TASK REQUIREMENTS:
State how many lines in the collection entries contain the word "boot", giving only the number.

-- START OF DATA SUPPLIED --

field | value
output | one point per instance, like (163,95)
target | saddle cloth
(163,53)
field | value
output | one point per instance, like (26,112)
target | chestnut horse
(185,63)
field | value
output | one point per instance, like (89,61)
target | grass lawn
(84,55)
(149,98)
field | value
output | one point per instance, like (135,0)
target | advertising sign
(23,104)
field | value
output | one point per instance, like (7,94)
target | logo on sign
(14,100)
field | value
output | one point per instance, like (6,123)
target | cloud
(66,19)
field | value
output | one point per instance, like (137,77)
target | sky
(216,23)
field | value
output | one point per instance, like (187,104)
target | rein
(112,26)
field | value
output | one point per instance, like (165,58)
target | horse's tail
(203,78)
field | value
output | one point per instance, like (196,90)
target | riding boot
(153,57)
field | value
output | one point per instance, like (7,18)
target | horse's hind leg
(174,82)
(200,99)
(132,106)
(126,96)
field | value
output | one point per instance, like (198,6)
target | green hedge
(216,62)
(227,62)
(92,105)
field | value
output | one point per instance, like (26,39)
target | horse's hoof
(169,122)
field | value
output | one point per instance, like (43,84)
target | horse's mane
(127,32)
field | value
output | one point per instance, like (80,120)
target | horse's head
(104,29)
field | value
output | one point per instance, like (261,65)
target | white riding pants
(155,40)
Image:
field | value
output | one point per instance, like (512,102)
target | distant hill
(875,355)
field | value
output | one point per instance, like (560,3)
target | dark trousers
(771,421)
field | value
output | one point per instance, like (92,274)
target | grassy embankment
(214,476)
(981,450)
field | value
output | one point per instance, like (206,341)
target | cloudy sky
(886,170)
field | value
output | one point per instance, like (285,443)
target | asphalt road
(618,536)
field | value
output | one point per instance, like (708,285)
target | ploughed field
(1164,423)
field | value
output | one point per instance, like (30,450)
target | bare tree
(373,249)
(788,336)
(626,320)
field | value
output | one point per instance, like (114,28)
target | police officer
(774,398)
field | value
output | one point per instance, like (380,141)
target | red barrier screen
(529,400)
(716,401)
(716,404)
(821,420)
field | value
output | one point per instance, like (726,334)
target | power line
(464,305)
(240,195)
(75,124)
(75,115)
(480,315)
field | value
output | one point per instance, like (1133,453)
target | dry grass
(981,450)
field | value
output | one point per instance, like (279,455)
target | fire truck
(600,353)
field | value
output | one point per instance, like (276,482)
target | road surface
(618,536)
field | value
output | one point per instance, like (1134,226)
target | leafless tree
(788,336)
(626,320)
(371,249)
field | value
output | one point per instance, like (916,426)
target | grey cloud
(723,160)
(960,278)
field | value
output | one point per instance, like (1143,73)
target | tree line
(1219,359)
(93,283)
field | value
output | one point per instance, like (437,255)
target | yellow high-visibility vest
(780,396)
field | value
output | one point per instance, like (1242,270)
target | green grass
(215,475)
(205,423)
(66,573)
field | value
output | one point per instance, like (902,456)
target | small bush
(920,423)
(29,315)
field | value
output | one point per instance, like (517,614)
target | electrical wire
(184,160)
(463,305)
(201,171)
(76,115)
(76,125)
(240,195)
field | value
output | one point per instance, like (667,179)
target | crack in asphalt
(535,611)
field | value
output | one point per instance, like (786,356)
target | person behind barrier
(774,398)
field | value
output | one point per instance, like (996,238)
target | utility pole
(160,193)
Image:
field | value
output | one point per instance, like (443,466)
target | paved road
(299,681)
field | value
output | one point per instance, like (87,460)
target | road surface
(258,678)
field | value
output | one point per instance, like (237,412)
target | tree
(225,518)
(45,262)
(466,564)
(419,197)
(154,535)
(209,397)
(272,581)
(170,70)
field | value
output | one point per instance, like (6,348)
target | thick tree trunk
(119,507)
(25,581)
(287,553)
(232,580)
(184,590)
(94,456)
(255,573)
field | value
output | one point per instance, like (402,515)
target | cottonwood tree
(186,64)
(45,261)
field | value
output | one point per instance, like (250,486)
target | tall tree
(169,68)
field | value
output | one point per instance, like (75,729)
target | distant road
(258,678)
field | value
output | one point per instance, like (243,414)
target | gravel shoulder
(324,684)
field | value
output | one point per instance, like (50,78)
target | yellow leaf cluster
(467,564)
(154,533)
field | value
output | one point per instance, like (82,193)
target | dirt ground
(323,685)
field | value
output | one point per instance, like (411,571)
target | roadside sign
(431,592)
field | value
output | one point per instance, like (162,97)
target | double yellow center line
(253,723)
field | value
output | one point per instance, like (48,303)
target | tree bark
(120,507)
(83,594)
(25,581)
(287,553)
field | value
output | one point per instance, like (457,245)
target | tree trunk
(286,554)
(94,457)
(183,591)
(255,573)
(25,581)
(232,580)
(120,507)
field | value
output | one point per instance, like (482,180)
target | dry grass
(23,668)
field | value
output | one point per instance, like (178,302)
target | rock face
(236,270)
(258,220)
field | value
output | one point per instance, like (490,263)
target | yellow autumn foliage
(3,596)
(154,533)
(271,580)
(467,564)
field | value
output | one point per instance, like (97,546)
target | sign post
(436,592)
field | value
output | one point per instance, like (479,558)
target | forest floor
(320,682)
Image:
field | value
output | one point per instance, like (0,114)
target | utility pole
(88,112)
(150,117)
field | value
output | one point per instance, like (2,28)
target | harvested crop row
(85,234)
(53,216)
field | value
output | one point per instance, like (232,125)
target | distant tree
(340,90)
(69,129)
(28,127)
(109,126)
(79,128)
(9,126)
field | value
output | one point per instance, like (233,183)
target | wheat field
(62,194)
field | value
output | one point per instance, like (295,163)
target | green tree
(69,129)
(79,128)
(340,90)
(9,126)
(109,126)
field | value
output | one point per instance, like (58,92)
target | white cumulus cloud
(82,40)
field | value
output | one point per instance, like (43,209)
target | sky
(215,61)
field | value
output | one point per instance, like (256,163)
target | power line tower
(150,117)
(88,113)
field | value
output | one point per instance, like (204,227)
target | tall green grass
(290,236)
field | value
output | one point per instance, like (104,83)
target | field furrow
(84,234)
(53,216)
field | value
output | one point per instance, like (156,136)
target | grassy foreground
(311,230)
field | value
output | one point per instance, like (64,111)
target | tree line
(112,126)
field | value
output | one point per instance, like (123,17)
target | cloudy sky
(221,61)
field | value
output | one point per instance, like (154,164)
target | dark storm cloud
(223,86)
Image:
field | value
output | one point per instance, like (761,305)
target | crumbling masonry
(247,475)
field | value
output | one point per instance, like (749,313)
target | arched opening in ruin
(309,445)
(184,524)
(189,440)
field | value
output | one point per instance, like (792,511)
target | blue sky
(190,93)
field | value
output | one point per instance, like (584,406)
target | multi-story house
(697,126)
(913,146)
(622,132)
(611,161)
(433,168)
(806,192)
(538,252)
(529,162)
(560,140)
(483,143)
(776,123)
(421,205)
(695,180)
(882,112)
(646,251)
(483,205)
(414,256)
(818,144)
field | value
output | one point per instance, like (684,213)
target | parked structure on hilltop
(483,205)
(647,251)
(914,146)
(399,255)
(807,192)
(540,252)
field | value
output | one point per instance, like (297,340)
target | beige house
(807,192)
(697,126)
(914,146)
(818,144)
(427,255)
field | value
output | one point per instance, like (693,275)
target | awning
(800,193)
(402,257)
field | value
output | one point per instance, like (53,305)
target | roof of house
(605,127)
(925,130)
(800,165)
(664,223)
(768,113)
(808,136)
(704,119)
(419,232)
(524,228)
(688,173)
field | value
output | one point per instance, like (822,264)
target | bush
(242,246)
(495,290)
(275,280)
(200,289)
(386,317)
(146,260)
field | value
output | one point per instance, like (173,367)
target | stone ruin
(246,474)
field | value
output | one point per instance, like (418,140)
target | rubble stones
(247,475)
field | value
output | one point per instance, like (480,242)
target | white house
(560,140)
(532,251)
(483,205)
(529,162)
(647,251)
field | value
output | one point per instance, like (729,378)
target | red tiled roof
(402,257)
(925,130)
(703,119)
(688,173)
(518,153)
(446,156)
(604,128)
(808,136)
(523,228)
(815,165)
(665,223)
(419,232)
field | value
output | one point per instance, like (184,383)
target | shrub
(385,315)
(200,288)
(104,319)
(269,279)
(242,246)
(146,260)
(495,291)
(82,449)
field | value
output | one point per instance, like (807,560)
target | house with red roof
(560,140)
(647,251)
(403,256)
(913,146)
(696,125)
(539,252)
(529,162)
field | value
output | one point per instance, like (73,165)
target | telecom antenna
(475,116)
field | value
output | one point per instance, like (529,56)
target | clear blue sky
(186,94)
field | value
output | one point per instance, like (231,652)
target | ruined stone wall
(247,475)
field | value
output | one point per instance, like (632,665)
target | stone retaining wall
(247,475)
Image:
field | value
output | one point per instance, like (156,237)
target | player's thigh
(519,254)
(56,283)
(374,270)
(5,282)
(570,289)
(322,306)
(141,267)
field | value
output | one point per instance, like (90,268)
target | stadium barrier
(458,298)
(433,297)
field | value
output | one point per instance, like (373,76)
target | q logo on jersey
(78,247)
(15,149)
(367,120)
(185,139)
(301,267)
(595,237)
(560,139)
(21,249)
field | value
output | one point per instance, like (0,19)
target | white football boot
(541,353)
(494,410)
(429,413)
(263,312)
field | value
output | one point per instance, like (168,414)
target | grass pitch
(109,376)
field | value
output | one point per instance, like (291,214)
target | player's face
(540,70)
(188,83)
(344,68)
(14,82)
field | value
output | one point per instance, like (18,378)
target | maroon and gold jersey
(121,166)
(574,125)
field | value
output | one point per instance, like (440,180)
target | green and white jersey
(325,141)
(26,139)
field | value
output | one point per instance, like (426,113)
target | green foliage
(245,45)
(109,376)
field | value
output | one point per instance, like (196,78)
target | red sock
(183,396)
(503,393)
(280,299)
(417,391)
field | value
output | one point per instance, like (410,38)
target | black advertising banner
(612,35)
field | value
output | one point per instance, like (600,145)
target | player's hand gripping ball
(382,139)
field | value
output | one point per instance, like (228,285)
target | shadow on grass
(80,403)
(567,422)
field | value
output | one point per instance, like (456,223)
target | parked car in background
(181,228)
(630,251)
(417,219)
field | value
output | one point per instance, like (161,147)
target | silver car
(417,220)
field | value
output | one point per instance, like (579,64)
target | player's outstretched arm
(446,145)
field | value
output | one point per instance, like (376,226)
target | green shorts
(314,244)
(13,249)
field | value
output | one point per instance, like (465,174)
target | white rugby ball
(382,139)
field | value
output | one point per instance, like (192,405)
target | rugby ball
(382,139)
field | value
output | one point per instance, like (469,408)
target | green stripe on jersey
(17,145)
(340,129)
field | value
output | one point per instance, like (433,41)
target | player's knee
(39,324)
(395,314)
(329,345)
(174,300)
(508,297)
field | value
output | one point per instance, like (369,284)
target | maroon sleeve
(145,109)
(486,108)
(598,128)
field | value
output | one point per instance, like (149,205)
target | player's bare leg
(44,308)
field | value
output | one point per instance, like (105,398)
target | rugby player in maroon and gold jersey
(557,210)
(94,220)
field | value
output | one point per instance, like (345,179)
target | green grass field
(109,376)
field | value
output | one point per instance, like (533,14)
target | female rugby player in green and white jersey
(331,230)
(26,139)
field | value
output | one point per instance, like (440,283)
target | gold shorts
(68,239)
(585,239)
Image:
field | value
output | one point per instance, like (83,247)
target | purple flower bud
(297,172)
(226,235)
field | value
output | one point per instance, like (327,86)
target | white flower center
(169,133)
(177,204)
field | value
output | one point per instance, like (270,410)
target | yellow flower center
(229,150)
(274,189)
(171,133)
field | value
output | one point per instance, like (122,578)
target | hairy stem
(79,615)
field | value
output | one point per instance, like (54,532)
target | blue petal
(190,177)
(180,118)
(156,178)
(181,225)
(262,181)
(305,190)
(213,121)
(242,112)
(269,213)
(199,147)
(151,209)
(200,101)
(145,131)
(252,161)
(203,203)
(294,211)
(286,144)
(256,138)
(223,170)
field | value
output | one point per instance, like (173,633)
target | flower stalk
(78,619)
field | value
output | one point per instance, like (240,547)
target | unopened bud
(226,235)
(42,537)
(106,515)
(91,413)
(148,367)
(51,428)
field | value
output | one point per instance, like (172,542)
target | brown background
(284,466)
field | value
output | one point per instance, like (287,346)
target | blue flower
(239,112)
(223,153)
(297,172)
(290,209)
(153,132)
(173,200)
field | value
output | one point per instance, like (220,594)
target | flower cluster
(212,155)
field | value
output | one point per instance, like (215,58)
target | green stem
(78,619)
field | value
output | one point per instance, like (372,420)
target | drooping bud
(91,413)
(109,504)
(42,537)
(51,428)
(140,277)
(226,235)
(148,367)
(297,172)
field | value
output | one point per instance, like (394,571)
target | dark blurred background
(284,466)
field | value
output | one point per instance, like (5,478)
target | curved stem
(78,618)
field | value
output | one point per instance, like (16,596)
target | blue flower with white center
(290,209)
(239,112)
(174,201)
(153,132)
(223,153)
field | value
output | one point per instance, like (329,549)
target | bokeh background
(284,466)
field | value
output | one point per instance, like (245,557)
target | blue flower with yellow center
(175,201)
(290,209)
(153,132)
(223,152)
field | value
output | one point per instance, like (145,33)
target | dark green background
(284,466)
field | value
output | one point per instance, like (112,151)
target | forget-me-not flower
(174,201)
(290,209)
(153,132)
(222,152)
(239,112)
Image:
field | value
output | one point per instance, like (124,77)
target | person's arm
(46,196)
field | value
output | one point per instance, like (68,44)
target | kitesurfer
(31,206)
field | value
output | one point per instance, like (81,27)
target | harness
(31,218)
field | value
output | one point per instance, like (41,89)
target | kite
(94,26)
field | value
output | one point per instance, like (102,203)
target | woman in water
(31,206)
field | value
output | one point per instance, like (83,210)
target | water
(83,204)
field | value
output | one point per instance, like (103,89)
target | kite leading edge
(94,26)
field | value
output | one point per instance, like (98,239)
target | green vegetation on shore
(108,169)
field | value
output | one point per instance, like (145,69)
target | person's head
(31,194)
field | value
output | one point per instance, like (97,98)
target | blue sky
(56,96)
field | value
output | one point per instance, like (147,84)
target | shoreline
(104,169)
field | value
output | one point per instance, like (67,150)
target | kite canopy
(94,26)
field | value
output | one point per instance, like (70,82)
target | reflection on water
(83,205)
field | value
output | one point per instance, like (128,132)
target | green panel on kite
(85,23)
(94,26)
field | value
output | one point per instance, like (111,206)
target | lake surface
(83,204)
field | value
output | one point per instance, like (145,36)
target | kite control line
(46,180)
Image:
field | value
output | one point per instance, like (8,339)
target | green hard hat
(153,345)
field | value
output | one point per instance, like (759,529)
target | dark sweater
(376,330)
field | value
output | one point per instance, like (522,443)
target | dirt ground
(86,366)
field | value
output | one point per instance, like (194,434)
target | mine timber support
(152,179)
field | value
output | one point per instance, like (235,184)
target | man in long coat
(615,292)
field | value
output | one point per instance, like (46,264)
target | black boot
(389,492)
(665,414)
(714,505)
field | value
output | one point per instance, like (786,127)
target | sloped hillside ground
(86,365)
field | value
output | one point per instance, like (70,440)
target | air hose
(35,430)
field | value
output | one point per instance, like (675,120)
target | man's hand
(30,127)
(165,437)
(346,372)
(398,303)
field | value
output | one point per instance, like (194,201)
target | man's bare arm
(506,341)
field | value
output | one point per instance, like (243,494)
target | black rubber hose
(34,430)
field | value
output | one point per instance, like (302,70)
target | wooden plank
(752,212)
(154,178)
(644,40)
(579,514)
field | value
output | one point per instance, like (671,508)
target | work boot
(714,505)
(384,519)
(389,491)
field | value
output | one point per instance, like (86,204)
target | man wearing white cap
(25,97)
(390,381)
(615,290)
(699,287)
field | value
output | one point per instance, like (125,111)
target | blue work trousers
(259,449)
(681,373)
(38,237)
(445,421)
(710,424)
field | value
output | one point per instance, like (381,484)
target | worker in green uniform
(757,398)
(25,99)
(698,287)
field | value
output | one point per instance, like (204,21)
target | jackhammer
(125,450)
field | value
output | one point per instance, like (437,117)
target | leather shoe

-- END OF DATA SUPPLIED --

WRITTEN RESPONSE:
4